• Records
-- -- --

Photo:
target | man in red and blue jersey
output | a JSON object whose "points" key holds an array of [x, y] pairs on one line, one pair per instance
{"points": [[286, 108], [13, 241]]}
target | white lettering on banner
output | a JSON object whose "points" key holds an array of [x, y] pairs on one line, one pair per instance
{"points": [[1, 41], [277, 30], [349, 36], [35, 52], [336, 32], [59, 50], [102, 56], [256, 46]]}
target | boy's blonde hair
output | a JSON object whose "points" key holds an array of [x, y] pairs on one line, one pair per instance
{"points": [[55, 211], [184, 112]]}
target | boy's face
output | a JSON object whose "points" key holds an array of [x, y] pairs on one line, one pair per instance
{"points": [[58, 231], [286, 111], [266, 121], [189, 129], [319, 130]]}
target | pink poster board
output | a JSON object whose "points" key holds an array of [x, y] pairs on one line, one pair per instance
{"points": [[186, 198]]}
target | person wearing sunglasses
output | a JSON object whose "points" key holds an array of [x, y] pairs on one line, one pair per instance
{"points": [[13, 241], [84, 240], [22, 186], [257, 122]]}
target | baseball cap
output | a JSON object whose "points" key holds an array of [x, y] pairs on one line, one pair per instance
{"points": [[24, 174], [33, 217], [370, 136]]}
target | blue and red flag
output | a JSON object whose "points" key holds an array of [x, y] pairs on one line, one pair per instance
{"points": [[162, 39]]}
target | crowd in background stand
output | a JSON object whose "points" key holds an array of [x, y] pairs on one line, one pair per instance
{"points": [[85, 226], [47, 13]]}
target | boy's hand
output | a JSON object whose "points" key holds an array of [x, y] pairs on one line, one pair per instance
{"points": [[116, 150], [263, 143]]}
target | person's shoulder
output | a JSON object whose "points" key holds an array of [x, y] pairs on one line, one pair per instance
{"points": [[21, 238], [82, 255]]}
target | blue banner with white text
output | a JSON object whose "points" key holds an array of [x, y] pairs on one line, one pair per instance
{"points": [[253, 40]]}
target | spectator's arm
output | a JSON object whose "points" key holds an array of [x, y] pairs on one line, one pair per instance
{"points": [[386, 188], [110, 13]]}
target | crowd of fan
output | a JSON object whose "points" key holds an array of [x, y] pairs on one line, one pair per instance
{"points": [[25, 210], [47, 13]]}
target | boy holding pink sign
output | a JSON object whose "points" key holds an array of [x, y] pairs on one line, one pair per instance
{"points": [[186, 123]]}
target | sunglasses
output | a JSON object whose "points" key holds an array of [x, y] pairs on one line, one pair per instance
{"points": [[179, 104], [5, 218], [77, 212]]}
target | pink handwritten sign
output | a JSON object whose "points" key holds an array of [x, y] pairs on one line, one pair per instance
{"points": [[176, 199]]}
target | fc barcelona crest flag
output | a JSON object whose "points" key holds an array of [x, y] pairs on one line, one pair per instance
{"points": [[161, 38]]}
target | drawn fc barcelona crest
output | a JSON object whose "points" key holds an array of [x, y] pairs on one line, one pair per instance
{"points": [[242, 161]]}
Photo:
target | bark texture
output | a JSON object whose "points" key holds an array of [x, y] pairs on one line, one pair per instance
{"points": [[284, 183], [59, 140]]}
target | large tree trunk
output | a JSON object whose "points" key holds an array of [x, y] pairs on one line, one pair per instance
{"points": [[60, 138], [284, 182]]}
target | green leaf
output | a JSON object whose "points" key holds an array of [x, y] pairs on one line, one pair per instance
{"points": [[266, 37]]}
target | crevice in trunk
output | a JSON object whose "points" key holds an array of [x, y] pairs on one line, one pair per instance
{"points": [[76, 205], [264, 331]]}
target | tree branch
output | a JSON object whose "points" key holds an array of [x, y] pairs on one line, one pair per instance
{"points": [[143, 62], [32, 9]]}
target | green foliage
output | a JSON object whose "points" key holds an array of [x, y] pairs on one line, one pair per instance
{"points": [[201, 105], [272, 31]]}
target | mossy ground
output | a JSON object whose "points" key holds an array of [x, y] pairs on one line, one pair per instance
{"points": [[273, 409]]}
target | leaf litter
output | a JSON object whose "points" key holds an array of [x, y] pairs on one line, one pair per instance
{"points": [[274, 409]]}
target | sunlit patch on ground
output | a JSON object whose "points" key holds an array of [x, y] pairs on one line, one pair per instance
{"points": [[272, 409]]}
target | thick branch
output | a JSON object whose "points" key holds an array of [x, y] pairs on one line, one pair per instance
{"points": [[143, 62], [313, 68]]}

-- -- --

• REQUEST
Can you recast the lines above, from the line containing "target | leaf litter" through the end of the records, as a JSON list of strings with one string per line and blank lines left out?

• COMPLETED TASK
[
  "target | leaf litter",
  "output | a JSON object whose \"points\" key holds an array of [x, y] pairs on one line, one pair per instance",
  "{\"points\": [[274, 409]]}",
  "target | sunlit patch on ground",
  "output | a JSON object whose \"points\" key holds an array of [x, y] pairs on one line, one pair per instance",
  "{\"points\": [[272, 409]]}",
  "target | thick branch",
  "output | a JSON object whose \"points\" key holds an array of [x, y] pairs on one line, one pair per instance",
  "{\"points\": [[143, 62], [313, 68]]}"
]